#### Exercise objective:
According to the passage on what caused the Great War, what motives does Allison, following Thucydides, say drive political action?

#### Selected passage:
______________________________

What Caused the Great War?

Graham Allison’s Destined for War examines (among other cases) prewar Anglo-German relations through the “Thucydides Trap,” a prism derived from the ancient Athenian’s dictum that “the growth of the power of Athens, and the alarm which this inspired in Sparta, made war inevitable.” Allison subscribes to Thucydides’s judgement that fear, honor, and interest drive political action. His analysis suggests fear is an especially salient motive in fin de siècle geopolitics. He contends Germany “rose further to threaten British industrial and naval supremacy,” bringing disquiet to Whitehall. He cites British unease that the growing German navy seemed intended for, in the Admiralty’s assessment, “war with us.” In turn, he situates Germany in a worrisome position between an aggressive Russia and an anxious Britain. Specialists on the outbreak of the war, like David HerrmannChristopher Clark, and T. G. Otte support Allison’s attention to fear, examining how fear of the future and fear of losing allies drove Europe towards conflict.

______________________________

#### Provided material:
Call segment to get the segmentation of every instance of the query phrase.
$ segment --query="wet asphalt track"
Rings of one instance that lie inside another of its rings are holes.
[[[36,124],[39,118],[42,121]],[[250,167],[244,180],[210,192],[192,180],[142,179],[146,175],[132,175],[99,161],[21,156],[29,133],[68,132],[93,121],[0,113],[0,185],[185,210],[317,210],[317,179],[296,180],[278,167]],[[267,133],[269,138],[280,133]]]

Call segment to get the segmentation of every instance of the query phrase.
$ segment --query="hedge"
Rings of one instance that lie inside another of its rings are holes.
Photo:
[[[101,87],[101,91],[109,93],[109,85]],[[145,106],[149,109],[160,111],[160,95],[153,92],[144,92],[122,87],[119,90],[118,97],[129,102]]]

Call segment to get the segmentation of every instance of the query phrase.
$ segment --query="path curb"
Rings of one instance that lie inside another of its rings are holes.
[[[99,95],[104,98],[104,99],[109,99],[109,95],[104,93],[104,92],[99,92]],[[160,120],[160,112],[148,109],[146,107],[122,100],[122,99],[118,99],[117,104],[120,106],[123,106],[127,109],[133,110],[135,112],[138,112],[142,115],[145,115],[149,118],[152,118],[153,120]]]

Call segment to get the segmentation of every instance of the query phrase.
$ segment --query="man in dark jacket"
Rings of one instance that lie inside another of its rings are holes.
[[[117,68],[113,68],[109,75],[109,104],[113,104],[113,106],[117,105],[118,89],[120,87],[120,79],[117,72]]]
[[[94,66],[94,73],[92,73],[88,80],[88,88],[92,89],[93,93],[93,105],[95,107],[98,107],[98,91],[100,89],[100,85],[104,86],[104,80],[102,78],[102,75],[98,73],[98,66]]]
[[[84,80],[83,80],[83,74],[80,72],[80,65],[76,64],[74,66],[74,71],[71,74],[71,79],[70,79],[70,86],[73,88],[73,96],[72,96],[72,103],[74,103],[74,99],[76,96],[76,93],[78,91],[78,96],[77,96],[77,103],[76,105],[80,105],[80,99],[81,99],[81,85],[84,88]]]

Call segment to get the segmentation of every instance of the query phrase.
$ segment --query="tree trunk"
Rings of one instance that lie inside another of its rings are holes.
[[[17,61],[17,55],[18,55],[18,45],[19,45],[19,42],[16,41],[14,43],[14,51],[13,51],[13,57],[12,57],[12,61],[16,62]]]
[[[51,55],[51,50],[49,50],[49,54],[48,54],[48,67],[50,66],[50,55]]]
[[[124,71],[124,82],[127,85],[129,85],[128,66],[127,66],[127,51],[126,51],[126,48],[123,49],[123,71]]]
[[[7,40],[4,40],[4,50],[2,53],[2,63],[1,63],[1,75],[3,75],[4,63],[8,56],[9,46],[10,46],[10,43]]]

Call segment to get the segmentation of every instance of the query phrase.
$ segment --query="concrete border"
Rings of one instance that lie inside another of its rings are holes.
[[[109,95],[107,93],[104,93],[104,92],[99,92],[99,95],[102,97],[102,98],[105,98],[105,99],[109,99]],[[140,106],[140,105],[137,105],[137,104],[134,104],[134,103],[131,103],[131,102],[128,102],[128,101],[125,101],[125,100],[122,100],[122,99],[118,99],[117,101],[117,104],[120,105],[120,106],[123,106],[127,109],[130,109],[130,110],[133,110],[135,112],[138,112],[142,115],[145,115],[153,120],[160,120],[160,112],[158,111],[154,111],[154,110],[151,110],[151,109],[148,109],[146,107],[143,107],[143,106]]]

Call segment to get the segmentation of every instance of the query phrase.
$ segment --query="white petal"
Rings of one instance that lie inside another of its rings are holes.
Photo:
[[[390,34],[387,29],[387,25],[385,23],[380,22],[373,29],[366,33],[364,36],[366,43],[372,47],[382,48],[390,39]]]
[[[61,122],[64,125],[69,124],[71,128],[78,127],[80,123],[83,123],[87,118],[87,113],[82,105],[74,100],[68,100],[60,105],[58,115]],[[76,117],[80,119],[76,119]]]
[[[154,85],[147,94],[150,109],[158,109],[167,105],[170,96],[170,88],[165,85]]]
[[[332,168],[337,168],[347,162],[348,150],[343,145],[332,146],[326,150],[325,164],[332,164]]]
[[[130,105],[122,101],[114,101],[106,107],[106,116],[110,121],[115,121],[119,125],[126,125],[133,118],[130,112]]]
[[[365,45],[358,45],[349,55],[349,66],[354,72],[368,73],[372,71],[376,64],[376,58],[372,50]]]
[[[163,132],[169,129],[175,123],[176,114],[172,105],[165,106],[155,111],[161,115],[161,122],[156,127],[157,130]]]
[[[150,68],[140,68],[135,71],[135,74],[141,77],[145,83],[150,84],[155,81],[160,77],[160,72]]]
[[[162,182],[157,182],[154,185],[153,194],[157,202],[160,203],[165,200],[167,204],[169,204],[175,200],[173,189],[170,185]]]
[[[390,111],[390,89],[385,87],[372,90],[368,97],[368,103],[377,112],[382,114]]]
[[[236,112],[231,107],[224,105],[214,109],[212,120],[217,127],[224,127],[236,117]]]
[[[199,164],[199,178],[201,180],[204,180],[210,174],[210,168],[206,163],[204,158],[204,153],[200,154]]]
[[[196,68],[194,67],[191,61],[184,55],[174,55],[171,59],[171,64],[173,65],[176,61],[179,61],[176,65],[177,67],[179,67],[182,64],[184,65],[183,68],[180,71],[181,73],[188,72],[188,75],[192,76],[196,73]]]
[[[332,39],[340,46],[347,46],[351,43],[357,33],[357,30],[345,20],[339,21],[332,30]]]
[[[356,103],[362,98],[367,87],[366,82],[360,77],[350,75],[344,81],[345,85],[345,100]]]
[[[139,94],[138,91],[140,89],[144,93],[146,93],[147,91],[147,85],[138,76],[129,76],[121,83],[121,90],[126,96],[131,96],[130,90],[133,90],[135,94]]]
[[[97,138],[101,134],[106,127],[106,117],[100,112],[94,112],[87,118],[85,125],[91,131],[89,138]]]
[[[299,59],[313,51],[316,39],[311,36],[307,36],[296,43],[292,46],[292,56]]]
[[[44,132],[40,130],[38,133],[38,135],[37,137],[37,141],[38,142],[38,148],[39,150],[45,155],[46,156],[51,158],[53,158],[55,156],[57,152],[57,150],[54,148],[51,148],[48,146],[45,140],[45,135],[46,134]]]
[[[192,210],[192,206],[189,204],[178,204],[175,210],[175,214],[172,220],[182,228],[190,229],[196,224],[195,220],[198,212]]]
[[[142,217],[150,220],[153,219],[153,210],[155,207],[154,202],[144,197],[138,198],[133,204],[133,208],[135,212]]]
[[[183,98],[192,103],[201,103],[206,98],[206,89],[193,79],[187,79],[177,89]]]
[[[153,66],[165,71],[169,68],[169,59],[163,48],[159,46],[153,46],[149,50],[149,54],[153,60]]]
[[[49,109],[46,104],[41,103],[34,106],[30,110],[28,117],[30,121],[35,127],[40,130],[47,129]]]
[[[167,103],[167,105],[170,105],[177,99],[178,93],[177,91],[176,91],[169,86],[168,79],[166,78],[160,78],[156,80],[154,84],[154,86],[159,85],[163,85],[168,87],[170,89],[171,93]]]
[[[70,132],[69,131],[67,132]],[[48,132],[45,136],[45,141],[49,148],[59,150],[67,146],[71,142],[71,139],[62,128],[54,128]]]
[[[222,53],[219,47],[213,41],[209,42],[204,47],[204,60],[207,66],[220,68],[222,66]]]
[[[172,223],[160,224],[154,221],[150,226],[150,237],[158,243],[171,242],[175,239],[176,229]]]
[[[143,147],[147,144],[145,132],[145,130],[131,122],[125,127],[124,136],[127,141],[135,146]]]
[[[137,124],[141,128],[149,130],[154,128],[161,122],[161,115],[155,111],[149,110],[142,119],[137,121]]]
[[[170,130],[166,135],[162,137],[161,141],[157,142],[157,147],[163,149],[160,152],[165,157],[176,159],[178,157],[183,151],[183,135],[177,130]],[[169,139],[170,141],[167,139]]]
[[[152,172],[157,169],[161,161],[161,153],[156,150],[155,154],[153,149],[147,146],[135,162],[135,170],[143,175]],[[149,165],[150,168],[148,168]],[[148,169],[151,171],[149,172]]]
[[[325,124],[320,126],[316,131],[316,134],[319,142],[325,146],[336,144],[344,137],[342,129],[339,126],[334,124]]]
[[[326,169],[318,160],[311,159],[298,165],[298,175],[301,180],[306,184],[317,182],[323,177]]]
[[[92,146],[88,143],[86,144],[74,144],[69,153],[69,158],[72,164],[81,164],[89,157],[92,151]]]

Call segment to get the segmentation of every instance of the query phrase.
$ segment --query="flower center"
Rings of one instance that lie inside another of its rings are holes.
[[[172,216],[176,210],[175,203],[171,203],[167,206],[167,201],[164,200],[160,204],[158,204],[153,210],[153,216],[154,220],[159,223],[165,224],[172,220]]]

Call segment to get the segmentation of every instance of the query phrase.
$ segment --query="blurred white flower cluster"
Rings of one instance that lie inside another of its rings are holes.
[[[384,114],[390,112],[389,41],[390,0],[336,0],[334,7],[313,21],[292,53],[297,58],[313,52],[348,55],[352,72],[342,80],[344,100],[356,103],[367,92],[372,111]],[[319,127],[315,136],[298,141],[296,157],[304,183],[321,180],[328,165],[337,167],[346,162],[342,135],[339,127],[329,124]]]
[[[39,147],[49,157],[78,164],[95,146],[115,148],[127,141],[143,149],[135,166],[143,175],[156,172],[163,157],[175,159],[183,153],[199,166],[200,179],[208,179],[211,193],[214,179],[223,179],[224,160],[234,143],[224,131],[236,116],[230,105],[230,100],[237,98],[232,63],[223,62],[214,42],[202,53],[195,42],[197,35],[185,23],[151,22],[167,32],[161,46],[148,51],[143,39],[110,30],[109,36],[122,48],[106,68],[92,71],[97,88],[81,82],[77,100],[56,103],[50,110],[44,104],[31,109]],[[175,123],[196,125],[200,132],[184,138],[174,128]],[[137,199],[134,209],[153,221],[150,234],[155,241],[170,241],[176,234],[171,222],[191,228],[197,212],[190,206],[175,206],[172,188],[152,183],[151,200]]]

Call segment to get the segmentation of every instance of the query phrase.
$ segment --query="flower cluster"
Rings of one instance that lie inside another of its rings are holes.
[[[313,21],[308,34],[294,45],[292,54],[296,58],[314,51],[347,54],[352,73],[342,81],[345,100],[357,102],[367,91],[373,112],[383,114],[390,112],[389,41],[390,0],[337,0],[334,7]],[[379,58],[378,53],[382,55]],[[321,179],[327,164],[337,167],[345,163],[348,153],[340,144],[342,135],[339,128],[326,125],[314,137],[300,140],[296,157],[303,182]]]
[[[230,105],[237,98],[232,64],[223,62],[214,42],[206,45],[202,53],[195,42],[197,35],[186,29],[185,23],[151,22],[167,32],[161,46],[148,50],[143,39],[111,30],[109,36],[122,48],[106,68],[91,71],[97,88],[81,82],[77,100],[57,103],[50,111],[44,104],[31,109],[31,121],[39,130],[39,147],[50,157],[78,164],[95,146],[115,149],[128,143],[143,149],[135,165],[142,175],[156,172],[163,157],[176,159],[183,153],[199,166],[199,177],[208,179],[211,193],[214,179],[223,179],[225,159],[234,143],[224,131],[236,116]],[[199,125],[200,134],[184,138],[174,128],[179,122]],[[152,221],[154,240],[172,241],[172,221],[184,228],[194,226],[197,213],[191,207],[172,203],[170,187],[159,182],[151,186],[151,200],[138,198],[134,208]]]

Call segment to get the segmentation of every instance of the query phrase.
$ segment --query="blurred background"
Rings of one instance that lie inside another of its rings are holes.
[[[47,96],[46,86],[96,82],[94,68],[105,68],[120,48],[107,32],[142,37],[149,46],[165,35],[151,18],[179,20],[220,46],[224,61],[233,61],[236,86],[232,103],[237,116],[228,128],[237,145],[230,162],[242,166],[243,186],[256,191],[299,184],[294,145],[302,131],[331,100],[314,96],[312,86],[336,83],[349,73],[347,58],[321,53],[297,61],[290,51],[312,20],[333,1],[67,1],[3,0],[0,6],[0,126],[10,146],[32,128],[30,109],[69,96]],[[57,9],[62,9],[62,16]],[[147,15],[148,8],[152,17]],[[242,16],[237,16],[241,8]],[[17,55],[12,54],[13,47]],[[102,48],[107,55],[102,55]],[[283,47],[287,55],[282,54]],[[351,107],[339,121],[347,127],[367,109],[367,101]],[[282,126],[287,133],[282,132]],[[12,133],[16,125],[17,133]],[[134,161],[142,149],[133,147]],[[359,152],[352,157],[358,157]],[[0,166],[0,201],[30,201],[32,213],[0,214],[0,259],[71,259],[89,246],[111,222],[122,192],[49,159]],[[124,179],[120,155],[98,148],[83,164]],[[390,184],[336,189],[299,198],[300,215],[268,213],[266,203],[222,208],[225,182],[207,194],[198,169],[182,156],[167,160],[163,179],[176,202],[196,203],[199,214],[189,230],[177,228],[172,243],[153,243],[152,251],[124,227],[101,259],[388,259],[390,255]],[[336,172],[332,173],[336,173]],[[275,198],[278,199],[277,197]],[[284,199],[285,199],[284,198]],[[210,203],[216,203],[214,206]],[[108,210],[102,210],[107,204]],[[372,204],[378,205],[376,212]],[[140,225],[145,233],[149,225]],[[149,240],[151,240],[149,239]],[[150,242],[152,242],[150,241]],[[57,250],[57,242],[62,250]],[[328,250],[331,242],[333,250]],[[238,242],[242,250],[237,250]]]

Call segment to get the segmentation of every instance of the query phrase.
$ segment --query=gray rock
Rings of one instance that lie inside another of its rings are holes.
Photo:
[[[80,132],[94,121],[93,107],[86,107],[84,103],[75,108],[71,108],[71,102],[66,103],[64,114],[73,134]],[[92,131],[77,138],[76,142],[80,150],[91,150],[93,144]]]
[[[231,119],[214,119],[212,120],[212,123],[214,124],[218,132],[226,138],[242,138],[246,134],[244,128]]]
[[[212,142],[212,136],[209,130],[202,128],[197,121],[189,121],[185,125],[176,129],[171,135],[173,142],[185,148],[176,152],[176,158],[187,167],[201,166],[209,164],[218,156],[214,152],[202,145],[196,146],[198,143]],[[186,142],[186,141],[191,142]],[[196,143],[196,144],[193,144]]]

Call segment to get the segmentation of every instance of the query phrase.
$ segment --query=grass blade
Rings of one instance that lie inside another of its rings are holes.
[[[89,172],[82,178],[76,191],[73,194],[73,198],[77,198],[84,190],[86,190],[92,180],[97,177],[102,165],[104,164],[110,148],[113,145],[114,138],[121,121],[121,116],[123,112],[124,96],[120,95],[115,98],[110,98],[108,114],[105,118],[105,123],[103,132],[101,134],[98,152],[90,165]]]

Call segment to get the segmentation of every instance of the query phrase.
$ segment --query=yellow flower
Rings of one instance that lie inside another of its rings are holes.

______________________________

#### Solution:
Fear, honor, and interest.